How Paris Hilton saved fashion for me
by
, 02-07-2009 at 07:57 PM (3384 Views)
In high school, people would pick fights with me, solely for the grand and dramatic reason that I had changed. "You’ve changed!" they would huff at me, like I was a bigger bigot than Mel Gibson. What’s so wrong with changing? Do I really want to be the naïve albeit nice pansy that I was 10 years ago? I mean, I’ve been changing since I was changing diapers! I’ve switched teams (from hating boys to loving them a bit too much) lowered my IQ throughout the years, compromised my morals more and more each year and become a bit more of an angry irrational person as each birthday comes along. (Senility is just around the corner.) Kidding, I’d like to think that I have a more esoteric personality. Sure, I’m now much more discriminating with my circle of friends, but that’s the reason that I avoid the very thing "changing" seems to mean to these people —i.e. being plastic.

» **TASK REQUIREMENTS**:
Return the blog post above, titled "How Paris Hilton saved fashion for me," in full and word for word.

» **INFORMATION PROVIDED**:
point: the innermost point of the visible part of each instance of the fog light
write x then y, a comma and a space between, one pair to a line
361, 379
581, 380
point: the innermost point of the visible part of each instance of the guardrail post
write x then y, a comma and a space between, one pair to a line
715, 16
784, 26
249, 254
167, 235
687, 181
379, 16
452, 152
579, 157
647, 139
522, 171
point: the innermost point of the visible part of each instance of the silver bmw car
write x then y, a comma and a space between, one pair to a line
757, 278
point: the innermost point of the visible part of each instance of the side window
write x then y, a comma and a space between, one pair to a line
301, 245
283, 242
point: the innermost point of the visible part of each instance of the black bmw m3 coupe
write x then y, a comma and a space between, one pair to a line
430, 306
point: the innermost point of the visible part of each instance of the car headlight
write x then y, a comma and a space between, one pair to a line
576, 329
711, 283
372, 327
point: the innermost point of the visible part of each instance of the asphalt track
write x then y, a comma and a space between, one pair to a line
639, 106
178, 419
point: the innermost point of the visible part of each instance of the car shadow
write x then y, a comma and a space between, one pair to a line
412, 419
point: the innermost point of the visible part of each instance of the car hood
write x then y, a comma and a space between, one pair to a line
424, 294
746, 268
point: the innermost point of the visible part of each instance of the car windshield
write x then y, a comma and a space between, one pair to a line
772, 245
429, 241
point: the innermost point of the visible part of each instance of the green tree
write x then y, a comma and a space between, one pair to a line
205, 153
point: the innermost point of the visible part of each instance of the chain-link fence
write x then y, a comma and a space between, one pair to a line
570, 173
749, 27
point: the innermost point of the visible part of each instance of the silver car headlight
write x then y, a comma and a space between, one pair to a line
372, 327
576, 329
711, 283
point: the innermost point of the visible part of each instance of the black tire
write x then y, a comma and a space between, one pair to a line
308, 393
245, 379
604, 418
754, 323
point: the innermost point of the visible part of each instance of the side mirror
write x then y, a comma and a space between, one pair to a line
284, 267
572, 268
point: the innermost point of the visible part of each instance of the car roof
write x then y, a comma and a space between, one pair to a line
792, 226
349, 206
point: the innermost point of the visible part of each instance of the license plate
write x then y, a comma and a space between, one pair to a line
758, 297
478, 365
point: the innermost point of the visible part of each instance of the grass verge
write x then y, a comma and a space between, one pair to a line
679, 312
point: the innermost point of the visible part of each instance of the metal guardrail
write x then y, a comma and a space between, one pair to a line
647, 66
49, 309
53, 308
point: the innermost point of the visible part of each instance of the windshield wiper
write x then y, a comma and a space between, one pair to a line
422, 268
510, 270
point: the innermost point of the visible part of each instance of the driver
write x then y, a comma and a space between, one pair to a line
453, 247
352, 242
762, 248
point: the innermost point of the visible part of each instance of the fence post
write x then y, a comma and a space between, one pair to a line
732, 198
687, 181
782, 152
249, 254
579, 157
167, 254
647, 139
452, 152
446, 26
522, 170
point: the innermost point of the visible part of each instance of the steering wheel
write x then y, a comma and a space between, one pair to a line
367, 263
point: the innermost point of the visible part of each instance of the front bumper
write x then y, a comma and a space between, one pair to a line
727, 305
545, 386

» **IN RESPONSE**:
How Paris Hilton saved fashion for me
by
, 02-07-2009 at 07:57 PM (3384 Views)
In high school, people would pick fights with me, solely for the grand and dramatic reason that I had changed. "You’ve changed!" they would huff at me, like I was a bigger bigot than Mel Gibson. What’s so wrong with changing? Do I really want to be the naïve albeit nice pansy that I was 10 years ago? I mean, I’ve been changing since I was changing diapers! I’ve switched teams (from hating boys to loving them a bit too much) lowered my IQ throughout the years, compromised my morals more and more each year and become a bit more of an angry irrational person as each birthday comes along. (Senility is just around the corner.) Kidding, I’d like to think that I have a more esoteric personality. Sure, I’m now much more discriminating with my circle of friends, but that’s the reason that I avoid the very thing "changing" seems to mean to these people —i.e. being plastic.